PROVIDED RECORDS:
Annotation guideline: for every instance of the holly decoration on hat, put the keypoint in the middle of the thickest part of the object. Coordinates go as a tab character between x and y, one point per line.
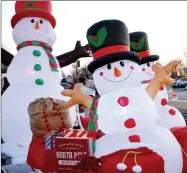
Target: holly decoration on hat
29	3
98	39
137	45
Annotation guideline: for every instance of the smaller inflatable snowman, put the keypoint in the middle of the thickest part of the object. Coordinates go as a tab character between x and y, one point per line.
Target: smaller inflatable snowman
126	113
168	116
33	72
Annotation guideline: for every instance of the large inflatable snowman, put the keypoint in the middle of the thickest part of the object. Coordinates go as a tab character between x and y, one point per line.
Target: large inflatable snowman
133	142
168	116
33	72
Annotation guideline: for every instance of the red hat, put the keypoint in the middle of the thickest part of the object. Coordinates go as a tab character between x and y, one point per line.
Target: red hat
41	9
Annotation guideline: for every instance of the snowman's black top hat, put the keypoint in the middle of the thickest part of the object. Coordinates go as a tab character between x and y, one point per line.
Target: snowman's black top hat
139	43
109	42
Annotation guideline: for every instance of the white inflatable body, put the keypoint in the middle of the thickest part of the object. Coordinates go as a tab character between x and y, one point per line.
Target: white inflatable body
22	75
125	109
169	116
---
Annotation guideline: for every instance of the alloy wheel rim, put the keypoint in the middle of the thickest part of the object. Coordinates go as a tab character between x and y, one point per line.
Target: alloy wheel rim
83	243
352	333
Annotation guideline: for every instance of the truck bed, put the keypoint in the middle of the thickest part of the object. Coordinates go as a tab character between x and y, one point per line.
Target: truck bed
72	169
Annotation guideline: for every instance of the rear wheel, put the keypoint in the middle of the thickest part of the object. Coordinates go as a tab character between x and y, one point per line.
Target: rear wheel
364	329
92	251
==
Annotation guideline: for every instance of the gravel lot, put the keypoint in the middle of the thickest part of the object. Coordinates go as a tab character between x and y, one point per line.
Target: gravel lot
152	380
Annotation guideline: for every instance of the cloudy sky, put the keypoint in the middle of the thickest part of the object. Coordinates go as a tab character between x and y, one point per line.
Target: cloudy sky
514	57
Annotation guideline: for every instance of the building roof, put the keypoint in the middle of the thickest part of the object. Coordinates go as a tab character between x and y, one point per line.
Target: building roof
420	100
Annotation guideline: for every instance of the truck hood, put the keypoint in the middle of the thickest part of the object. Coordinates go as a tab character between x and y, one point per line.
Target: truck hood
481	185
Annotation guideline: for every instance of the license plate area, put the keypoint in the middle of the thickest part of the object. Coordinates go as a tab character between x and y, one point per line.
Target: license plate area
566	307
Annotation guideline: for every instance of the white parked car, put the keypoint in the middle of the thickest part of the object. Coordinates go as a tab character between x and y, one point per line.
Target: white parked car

WHAT NEEDS TO BE DONE: In the preceding records, how many lines include the word "parked"? Reply with the number only.

RESPONSE FOR THIS EXERCISE: 2